> [Exercise inputs]
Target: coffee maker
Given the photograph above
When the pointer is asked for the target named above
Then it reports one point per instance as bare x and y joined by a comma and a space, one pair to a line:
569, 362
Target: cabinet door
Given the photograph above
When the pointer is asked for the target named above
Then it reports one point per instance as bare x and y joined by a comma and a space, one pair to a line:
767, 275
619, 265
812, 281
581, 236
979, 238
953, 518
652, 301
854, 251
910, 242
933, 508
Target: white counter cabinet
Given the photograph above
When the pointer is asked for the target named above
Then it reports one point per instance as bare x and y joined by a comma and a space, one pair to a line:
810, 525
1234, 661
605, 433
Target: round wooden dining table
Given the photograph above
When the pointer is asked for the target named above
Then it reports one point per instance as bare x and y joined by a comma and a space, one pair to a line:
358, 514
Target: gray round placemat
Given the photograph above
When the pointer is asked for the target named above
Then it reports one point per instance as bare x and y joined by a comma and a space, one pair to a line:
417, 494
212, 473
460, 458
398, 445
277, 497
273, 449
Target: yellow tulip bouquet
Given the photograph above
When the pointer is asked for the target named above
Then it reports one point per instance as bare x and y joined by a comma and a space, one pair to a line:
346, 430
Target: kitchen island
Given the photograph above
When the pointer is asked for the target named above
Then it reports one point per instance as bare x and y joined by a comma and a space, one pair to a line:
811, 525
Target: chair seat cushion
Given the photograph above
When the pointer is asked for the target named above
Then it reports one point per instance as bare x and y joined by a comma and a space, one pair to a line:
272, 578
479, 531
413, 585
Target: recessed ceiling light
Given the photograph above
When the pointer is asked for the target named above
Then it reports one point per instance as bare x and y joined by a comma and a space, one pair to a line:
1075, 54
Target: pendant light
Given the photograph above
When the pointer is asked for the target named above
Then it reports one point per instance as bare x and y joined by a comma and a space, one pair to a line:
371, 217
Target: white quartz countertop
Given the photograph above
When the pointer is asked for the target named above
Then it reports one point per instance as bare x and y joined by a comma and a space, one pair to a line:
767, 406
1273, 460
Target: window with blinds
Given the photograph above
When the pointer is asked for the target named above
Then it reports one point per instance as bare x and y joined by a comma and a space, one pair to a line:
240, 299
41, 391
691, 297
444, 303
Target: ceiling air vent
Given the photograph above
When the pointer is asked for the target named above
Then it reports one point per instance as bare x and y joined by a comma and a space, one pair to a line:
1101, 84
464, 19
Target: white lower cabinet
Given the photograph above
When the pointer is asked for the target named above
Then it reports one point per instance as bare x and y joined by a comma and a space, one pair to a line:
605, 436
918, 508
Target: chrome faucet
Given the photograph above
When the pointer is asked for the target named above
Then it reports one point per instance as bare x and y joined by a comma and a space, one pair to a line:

> [Task statement] A complete answer lists every line of the listing above that holds the word "cabinet".

> [Answer to this problem]
Target: cabinet door
Target: white counter cabinet
Target: white lower cabinet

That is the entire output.